### Directions for this task
Convert the entries below into a numbered list with one item per line and no blank lines. Leave out the pictures.

====

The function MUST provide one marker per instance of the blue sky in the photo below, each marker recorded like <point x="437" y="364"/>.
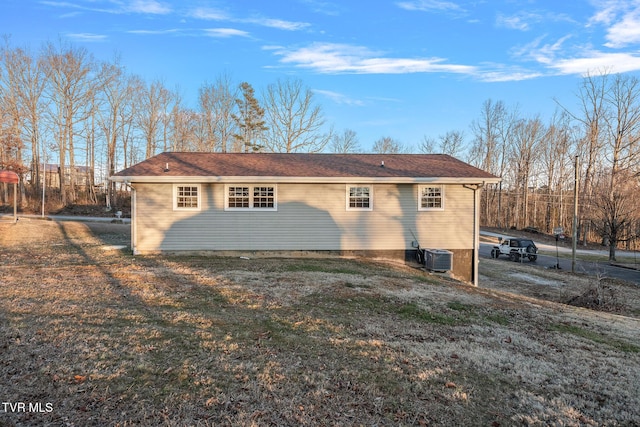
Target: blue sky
<point x="404" y="68"/>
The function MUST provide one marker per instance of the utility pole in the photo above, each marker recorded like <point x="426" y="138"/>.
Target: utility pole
<point x="574" y="235"/>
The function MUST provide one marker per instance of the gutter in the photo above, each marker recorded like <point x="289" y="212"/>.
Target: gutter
<point x="299" y="180"/>
<point x="476" y="228"/>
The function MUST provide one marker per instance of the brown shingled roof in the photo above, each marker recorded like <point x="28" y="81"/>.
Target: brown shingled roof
<point x="280" y="165"/>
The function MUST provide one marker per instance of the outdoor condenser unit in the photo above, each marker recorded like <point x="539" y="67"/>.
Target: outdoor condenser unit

====

### Output for this exercise
1. The function MUST provide one marker per instance of the blue sky in the photo below, each marker recorded like <point x="437" y="364"/>.
2. Target: blue sky
3. <point x="404" y="68"/>
4. The function MUST provide one marker per instance of the utility pole in the photo above, each marker recorded like <point x="426" y="138"/>.
5. Target: utility pole
6. <point x="574" y="235"/>
7. The function MUST provide one marker per instance of the gutter in the photo above, each marker recorded like <point x="289" y="212"/>.
8. Target: gutter
9. <point x="299" y="180"/>
10. <point x="476" y="228"/>
11. The function MUST provide one marker per instance of the brown shingled roof in the photo above, each marker recorded like <point x="28" y="81"/>.
12. Target: brown shingled roof
13. <point x="280" y="165"/>
14. The function MUST provide one marker per instance of the outdoor condenser unit in the photo above, each marker recorded like <point x="539" y="67"/>.
15. Target: outdoor condenser unit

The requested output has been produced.